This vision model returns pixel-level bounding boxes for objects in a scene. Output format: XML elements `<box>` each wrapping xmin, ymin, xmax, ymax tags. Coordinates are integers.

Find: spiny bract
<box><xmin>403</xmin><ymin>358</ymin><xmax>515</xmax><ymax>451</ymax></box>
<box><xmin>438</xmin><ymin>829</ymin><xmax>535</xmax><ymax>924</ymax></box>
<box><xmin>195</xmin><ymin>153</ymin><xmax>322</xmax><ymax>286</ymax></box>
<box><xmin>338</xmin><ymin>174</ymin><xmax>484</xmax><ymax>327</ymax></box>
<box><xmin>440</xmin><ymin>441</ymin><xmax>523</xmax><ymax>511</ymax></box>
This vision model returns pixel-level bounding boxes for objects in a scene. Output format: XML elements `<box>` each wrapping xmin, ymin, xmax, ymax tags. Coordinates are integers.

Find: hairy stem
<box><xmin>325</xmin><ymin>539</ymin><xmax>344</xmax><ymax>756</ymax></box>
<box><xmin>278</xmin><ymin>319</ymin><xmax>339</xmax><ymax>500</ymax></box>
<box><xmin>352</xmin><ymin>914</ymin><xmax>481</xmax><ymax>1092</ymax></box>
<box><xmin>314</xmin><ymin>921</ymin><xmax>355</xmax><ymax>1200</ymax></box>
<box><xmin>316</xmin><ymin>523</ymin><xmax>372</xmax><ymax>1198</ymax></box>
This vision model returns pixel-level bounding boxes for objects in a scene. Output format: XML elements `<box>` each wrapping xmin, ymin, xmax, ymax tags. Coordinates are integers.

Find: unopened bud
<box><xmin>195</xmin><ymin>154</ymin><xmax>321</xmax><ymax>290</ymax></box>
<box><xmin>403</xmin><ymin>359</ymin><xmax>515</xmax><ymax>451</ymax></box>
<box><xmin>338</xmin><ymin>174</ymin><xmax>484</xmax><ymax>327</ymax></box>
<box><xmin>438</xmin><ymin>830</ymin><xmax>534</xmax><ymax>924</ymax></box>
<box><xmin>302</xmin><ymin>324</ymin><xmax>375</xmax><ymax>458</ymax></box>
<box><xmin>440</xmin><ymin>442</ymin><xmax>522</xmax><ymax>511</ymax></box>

» Exercise brief: Output only the lines that run from the one containing "Find: hairy stem" through the last line of the material above, both included.

» Response to this exercise:
Find: hairy stem
<box><xmin>325</xmin><ymin>539</ymin><xmax>344</xmax><ymax>756</ymax></box>
<box><xmin>278</xmin><ymin>319</ymin><xmax>339</xmax><ymax>500</ymax></box>
<box><xmin>352</xmin><ymin>914</ymin><xmax>481</xmax><ymax>1092</ymax></box>
<box><xmin>314</xmin><ymin>921</ymin><xmax>355</xmax><ymax>1200</ymax></box>
<box><xmin>316</xmin><ymin>523</ymin><xmax>372</xmax><ymax>1198</ymax></box>
This vision model returns pixel-level bounding boxes for objects in a scene. Output format: XML elements `<box>` each wrapping xmin, ymin, xmax, ymax tags. Coordinates are integers.

Find: unopened bud
<box><xmin>195</xmin><ymin>154</ymin><xmax>321</xmax><ymax>290</ymax></box>
<box><xmin>403</xmin><ymin>359</ymin><xmax>515</xmax><ymax>451</ymax></box>
<box><xmin>338</xmin><ymin>174</ymin><xmax>484</xmax><ymax>327</ymax></box>
<box><xmin>438</xmin><ymin>830</ymin><xmax>534</xmax><ymax>924</ymax></box>
<box><xmin>302</xmin><ymin>324</ymin><xmax>375</xmax><ymax>458</ymax></box>
<box><xmin>440</xmin><ymin>442</ymin><xmax>522</xmax><ymax>511</ymax></box>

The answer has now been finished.